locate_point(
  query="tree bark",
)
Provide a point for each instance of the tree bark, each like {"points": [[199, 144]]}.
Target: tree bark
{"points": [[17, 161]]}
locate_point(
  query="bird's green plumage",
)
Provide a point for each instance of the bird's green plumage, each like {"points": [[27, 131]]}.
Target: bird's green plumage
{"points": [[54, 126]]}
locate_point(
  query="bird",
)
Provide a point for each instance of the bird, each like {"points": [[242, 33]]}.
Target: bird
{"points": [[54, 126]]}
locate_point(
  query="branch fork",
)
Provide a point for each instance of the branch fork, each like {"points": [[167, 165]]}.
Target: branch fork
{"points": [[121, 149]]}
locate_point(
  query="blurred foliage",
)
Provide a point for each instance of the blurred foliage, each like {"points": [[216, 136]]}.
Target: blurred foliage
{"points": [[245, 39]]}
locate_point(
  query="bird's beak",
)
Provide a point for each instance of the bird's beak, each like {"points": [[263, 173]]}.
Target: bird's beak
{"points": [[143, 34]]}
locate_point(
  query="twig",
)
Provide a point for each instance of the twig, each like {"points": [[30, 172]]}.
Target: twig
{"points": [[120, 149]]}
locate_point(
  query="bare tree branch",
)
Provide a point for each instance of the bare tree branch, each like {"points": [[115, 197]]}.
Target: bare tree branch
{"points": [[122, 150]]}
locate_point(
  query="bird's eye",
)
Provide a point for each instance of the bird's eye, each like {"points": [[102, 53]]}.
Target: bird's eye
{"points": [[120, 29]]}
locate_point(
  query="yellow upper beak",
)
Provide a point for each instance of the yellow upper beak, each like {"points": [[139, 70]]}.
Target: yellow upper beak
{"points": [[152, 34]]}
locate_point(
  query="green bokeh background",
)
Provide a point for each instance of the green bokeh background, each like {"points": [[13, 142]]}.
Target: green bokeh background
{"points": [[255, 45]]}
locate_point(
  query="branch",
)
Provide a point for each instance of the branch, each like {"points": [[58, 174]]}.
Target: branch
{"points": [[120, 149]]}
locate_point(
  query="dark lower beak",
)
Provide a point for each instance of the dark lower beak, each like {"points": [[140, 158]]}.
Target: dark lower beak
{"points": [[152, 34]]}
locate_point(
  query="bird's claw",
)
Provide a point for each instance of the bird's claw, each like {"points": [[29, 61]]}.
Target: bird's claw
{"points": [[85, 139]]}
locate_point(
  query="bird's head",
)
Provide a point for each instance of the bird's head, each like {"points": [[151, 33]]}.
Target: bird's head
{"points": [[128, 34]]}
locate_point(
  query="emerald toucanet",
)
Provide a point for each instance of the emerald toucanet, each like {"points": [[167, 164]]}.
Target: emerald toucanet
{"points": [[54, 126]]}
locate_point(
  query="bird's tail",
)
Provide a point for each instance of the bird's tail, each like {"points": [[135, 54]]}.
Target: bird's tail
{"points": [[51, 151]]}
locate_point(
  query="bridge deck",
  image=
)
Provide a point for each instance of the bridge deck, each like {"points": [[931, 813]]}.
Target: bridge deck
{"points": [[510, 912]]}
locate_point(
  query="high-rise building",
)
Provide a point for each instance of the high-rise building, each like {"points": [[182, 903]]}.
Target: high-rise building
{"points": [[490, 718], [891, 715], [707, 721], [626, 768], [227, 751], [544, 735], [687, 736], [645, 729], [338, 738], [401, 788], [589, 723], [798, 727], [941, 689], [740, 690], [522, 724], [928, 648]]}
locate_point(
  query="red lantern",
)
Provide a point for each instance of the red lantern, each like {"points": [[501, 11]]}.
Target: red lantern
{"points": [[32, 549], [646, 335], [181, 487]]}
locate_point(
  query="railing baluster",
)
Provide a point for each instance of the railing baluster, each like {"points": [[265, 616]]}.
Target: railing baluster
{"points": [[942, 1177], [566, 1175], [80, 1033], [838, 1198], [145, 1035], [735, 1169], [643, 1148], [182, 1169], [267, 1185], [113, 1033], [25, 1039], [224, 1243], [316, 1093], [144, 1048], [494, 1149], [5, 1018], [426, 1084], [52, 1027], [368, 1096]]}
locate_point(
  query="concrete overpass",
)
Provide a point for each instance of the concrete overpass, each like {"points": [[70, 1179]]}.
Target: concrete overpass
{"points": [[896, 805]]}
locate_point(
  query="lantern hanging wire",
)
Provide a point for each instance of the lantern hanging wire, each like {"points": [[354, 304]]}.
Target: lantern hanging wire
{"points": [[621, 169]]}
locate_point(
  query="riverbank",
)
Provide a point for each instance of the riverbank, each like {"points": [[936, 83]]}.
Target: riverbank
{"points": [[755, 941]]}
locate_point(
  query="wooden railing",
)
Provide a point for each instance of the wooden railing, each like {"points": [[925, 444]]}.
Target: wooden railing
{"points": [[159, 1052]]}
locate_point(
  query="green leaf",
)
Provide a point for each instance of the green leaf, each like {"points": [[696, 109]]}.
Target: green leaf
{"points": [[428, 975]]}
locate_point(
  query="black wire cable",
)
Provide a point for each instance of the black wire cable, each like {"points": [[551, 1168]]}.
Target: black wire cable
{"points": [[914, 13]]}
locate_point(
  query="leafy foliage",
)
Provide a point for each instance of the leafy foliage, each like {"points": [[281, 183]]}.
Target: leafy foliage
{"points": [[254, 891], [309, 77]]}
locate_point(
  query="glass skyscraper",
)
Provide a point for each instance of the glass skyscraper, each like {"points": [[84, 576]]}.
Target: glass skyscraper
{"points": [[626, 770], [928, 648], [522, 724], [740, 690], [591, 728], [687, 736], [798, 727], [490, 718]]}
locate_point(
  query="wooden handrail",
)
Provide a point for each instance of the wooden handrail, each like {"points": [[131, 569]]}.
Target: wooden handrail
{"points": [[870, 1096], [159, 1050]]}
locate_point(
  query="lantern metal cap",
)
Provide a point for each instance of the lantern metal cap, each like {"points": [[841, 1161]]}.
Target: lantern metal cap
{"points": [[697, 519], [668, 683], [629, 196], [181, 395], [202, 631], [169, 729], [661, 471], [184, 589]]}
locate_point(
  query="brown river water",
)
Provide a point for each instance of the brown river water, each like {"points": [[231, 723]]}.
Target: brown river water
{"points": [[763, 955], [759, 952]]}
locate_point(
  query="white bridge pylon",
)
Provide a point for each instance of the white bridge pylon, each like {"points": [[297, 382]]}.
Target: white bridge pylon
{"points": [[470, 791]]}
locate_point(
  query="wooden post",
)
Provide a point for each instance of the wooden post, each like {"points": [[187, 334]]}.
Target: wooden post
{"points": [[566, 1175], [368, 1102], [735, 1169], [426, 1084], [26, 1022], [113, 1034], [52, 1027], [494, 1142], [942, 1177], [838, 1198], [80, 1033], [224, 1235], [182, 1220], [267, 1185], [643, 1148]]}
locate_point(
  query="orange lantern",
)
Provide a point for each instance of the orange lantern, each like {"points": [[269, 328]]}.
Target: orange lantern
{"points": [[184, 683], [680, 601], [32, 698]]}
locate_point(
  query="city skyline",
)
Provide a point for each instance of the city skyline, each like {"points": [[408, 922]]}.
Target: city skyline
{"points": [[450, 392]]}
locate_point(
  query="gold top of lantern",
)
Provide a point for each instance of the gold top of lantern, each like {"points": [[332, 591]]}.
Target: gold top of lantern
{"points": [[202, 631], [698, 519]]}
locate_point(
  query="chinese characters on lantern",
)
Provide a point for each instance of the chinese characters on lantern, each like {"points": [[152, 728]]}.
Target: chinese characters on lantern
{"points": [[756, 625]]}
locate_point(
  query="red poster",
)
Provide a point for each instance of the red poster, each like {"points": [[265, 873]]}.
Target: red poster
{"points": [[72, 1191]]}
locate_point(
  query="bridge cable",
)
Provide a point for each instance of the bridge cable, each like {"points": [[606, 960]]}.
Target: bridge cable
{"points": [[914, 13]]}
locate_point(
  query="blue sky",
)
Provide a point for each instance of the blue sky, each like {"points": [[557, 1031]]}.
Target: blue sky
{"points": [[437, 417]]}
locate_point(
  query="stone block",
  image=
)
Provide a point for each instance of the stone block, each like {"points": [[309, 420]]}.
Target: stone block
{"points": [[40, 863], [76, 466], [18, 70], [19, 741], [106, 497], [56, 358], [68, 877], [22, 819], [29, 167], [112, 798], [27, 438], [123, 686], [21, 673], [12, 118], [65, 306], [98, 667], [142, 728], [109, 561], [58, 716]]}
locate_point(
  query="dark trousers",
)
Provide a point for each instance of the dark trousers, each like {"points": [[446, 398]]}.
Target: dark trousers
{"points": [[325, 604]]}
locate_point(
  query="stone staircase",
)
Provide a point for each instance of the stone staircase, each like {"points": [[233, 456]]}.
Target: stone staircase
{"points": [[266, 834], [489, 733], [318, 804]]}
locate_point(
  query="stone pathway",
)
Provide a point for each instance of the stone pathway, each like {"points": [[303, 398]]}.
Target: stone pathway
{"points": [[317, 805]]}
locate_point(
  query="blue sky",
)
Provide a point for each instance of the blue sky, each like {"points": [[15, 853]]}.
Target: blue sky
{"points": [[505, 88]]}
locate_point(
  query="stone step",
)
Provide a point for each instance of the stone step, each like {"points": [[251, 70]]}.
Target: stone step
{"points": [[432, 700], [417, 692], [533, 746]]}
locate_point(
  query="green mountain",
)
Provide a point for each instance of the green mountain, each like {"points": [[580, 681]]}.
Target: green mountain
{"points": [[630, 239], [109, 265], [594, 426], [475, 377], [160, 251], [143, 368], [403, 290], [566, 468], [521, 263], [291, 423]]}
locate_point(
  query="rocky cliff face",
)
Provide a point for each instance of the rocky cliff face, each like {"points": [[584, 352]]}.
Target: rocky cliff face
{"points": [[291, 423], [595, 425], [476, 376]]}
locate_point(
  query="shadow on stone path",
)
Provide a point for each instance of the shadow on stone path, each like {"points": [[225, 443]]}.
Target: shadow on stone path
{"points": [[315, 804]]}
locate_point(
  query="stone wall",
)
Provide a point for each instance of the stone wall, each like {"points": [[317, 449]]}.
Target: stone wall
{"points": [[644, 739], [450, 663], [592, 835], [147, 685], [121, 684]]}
- - -
Consigne: Indiquez combien de lignes, parmi celles qui précèdent, contiennent la chaîne « overpass », en tenant compte de la casse. Donnez uniquement ce nombre.

Résultat: 3